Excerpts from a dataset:
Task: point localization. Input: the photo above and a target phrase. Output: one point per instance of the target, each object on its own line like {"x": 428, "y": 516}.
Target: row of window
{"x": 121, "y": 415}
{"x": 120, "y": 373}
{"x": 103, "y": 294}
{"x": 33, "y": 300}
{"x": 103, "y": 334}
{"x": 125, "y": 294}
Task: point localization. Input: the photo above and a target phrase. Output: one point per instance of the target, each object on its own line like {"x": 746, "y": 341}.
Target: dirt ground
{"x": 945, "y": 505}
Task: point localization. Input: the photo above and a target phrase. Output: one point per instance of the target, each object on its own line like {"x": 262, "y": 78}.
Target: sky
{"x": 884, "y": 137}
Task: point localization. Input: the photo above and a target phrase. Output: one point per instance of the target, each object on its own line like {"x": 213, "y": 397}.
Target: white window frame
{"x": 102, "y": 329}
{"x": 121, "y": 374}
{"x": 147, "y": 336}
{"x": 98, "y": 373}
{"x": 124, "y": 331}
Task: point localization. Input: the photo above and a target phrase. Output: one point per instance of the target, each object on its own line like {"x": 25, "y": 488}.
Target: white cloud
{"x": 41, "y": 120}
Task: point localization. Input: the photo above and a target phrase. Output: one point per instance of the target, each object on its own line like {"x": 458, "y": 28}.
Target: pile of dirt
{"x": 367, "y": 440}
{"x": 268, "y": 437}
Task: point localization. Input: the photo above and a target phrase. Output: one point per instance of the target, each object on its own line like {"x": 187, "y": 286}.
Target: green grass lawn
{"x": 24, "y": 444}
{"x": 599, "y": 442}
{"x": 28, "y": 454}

--- Activity ---
A complete, exact copy of the entries is required.

--- Output ---
Task: point localization. Input: the photo above and a target phrase. Output: one point per instance of the target, each object on its own line like {"x": 428, "y": 516}.
Target: row of window
{"x": 121, "y": 415}
{"x": 120, "y": 373}
{"x": 103, "y": 294}
{"x": 33, "y": 300}
{"x": 103, "y": 334}
{"x": 125, "y": 294}
Task: point localization. Input: the photo above and a target phrase. Output: one point per instance of the target, each object on its own line like {"x": 746, "y": 341}.
Target: dirt ground
{"x": 945, "y": 505}
Task: point localization. Input: the photo above and a target phrase. Output: one point per instance of the target, each object on its own line like {"x": 262, "y": 78}.
Target: sky
{"x": 884, "y": 137}
Task: point localization. Input: the photo above and a target phrase. Output: one point per instance of the target, each object on its own line like {"x": 213, "y": 397}.
Target: white window frame
{"x": 102, "y": 329}
{"x": 121, "y": 374}
{"x": 147, "y": 336}
{"x": 98, "y": 373}
{"x": 124, "y": 331}
Task: point localization. Input: the photo above and a target phrase. Output: one point per instance of the target, each object on its own line like {"x": 25, "y": 488}.
Target: white cloud
{"x": 41, "y": 120}
Task: point localization. Input: the photo above and a target phrase. Output: one point per instance of the target, each object on its own line like {"x": 458, "y": 28}.
Target: pile of dirt
{"x": 367, "y": 440}
{"x": 268, "y": 437}
Task: point localization. Input: the photo above and a target phrase. Output: one point per instance of the target, each object on its own line like {"x": 187, "y": 286}.
Target: green grass lawn
{"x": 24, "y": 444}
{"x": 599, "y": 442}
{"x": 28, "y": 454}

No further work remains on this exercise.